■ A run of entries ■
────────────────────

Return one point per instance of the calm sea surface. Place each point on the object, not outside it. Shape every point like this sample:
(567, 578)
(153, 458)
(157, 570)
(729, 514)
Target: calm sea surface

────────────────────

■ Problem to solve ■
Which lines in the entries above contain the word "calm"? Pull out each one and copy it in full.

■ Response below ■
Return one point per instance of the calm sea surface. Place each point on the object, not outside it. Shape every point like this sample:
Target: calm sea surface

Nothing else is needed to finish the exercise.